- _Passage for review_:
# # # # #

We also collected data on pulmonary infection over the preceding decade in all study patients. This was obtained by a study of both primary and secondary care records in all patients, and required radiological evidence of infection for confirmation. All drug therapy at the date of diagnosis of pneumonia was confirmed. Ethics approval for the study was obtained from the regional ethics committee, and the work was undertaken during the spring of 2009.
Statistical advice suggested the number of patients required to show a significant difference in protective levels between vaccinated and non-vaccinated RA patients with 95% probability was 180, allowing for a 20% loss of data. We measured pneumococcal antibody levels in each patient and compared these in those who had been vaccinated with those who had not, using Student's unpaired t test. Absolute antibody levels under 35 units were considered to indicate unprotected status, based on levels affording protection in splenectomised patients.13 We compared variables between vaccinated and unvaccinated groups, and those with and without previous pneumonia, using Fisher's exact test. To compare antibody levels with both the dose and duration of methotrexate therapy, we calculated Spearman's correlation coefficient. Within the vaccinated group, we also correlated antibody levels with time since vaccination. We calculated RR of pneumonia with 95% CI and the corresponding z statistics for both non-immunised and steroid-treated patients.
Results
Our 180 consecutive RA patients had a mean disease duration of 13 years and were representative of our RA population as a whole, with 68% rheumatoid factor positivity and erosions evident radiologically in 42% at 5 years. Data on vaccination status and/or date were unconfirmed or unreliable in 28 individuals, and these were excluded from further analysis. Full data were available for the remaining 152 patients, and pneumococcal levels are compared between vaccinated (n=124) and non-vaccinated patients (n=28) (table 1). Levels related to time since vaccination are shown in figure 1. All patients were on methotrexate at the time of vaccination.
No correlation was found between pneumococcal antibody levels and methotrexate dose (r=−0.01), duration (r=−0.03) or time since vaccination (r=−0.07). However, there was a trend for levels to fall from 7 years after vaccination. Methotrexate doses were comparable in vaccinated and non-vaccinated patients, as shown in table 1.

# # # # #

- _Data records_:
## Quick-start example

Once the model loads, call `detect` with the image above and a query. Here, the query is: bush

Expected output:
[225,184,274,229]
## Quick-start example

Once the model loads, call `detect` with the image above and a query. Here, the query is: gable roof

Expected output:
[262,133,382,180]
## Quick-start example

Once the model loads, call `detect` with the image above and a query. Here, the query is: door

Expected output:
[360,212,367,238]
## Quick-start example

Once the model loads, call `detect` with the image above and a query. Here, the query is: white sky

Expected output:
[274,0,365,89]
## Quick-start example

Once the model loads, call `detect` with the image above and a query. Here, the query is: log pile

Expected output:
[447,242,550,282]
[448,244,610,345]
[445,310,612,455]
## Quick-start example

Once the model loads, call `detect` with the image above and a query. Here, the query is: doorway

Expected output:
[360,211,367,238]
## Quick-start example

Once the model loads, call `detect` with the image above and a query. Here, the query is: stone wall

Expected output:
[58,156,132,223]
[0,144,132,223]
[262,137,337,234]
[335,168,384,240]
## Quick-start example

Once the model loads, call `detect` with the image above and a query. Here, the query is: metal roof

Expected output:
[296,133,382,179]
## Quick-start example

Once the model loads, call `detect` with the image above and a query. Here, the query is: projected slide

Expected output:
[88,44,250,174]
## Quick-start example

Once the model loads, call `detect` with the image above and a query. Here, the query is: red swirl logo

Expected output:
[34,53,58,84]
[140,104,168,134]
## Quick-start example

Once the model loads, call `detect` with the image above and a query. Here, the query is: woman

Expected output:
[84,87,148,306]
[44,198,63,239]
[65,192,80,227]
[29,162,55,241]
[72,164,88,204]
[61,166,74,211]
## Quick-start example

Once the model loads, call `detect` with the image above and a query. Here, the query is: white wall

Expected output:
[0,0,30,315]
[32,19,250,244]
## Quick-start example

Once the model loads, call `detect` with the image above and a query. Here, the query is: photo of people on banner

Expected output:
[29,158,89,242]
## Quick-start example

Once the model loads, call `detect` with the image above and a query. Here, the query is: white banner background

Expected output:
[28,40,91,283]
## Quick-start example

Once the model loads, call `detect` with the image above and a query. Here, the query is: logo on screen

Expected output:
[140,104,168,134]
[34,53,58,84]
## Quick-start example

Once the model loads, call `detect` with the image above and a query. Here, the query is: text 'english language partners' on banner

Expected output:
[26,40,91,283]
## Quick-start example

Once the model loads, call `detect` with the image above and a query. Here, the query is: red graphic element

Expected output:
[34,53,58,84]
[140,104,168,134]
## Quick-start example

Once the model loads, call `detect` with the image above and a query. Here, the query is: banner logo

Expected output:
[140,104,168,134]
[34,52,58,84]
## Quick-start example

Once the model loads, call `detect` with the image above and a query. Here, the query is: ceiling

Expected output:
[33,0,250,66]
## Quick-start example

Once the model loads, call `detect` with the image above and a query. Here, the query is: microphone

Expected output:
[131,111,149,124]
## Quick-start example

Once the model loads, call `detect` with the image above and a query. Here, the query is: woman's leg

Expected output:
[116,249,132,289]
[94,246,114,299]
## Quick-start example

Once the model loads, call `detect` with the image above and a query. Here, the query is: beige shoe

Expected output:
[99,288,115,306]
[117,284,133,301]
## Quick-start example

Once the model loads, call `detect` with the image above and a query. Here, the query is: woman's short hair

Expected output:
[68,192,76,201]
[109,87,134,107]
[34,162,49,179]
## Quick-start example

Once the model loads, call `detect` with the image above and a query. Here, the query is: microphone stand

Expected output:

# # # # #

- _Directions for this task_:
Decide whether each statement below agrees with the text on pneumococcal antibody levels in RA patients, answering yes or no and quoting the deciding words of that text. 1. Ethics approval for the study came from a regional ethics committee. 2. Pneumococcal antibody levels were found to correlate with methotrexate dose. 3. Twenty-eight individuals were excluded because their vaccination status and/or date was unconfirmed or unreliable.

- _Answer below_:
1. Yes: "Ethics approval for the study was obtained from the regional ethics committee"
2. No: "No correlation was found between pneumococcal antibody levels and methotrexate dose (r=−0.01)"
3. Yes: "Data on vaccination status and/or date were unconfirmed or unreliable in 28 individuals, and these were excluded from further analysis"